The tasks
• 1. Decide whether each statement below agrees with the Myanmar visit text, answering yes or no and quoting the text's deciding words. (a) Clark and Cousin visited Rakhine State on Wednesday. (b) The chronic malnourishment problem affects one in every five children under the age of five. (c) At Oh Re Paw village, UNDP is building a road.
• 2. Write out the Myanmar visit text from "An important prerequisite" to "are most acute.", substituting "persistent undernutrition" for "chronic malnourishment".

------ Text extract

Yangon, Myanmar - United Nations Development Programme (UNDP) Administrator Helen Clark and World Food Programme (WFP) Executive Director Ertharin Cousin met with government officials in Nay Pyi Taw, and visited Sittwe, in Rakhine State, on a two-day visit to Myanmar this week.

Clark and Cousin emphasized the importance of ensuring that humanitarian assistance is provided to all those who are in need, and that there is also strong support for development leading to inclusive and sustainable growth and improved living standards for all. They commended all partners who are providing assistance, including in challenging circumstances.

“Myanmar is in the midst of a number of a wide range of complex political, administrative, and economic reforms and peace building processes. There are many challenges, and the country has experienced both progress and setbacks in recent years”, Helen Clark said. “UNDP is committed to its work on strengthening governance and to working through its rights-based approaches to support the attainment of higher levels of human development for all in Myanmar.”

Addressing the issue of hunger, WFP’s Cousin said: “The path to development runs through the achievement of zero hunger. WFP is committed to working with the Government and our partner organizations starting with UNDP to support Myanmar’s transformational goal of reaching Middle Income Country status by 2030.

An important prerequisite for achieving this goal requires successfully addressing the chronic malnourishment problem today which affects one in every three children under the age of five. WFP applauds the Government’s adoption of the Zero Hunger Challenge and its aim of achieving Zero Hunger in Myanmar by 2025.”

The two visited Rakhine State on Wednesday, a region suffering from inter-communal conflict and internal population displacements where humanitarian and development needs are most acute.

In the state capital Sittwe, Clark and Cousin met with the Chief Minister U Maung Maung Ohn. They discussed the current situation and the government’s programmes in Rakhine State, as well as priorities for continued humanitarian assistance and scaled-up development support by the UN system. They visited rural areas to observe WFP’s monthly food distribution at Thet Kyae Pyin IDP camp, as well as Oh Re Paw village, where UNDP is constructing a bridge that will connect villages to Sittwe and thereby give better access to services and markets.

On Thursday, Clark and Cousin held high level meetings in Nay Pyi Taw with Vice President Dr Sai Mauk Kham; Vice President Nyan Tun, the Speaker of Parliament, Opposition Leader Aung San Suu Kyi, and other interlocutors.

------------
------ Records

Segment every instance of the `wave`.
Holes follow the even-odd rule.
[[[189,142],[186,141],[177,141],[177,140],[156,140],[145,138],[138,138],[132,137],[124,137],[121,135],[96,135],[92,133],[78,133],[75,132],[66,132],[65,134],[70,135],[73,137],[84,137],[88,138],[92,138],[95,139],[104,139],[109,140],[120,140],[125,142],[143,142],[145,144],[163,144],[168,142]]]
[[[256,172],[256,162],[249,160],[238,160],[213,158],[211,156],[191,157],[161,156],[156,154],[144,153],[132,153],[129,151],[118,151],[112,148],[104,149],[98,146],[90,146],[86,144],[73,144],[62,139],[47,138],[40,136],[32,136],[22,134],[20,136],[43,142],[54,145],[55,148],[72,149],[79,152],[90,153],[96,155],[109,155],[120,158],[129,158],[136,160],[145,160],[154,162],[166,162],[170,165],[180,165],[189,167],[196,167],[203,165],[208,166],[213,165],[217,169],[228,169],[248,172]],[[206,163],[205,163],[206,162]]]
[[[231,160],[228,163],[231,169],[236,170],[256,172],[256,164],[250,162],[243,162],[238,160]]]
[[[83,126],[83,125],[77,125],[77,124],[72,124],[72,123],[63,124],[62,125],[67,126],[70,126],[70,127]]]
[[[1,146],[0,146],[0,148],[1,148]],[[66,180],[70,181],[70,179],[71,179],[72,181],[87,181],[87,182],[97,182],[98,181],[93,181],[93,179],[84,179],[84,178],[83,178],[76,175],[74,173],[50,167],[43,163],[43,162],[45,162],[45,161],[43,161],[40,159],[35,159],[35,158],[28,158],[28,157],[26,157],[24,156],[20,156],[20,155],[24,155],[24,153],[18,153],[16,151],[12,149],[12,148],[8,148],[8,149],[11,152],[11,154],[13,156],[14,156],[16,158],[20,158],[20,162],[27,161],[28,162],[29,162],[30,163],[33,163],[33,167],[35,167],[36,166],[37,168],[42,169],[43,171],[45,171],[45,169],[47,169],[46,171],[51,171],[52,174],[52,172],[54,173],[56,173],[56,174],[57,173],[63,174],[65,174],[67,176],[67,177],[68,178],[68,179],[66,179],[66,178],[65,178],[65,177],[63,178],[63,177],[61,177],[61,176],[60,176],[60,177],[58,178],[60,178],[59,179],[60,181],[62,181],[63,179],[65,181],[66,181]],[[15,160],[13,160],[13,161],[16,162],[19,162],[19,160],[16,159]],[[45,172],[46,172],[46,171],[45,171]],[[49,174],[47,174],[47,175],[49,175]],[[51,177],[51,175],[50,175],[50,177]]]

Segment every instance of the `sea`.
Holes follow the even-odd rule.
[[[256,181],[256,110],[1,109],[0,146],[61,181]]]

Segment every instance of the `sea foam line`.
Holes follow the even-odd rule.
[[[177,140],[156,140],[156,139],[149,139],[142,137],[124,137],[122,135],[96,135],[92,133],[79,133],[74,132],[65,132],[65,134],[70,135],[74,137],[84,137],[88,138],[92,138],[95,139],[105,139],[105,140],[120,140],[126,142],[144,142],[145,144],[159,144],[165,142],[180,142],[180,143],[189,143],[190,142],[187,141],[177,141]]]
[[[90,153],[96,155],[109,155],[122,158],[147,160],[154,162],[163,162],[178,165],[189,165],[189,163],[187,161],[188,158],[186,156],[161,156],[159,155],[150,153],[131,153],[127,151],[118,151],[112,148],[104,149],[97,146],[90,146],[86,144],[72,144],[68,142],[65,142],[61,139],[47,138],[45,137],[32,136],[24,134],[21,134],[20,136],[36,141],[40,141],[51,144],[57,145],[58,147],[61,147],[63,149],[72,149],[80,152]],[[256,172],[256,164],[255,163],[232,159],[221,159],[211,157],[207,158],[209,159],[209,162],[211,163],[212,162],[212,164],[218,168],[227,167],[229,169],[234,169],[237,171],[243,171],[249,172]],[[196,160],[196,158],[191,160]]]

------------

Replies
• 1.
(a) Yes: "The two visited Rakhine State on Wednesday"
(b) No: "affects one in every three children under the age of five"
(c) No: "where UNDP is constructing a bridge"

• 2.
An important prerequisite for achieving this goal requires successfully addressing the persistent undernutrition problem today which affects one in every three children under the age of five. WFP applauds the Government’s adoption of the Zero Hunger Challenge and its aim of achieving Zero Hunger in Myanmar by 2025.”

The two visited Rakhine State on Wednesday, a region suffering from inter-communal conflict and internal population displacements where humanitarian and development needs are most acute.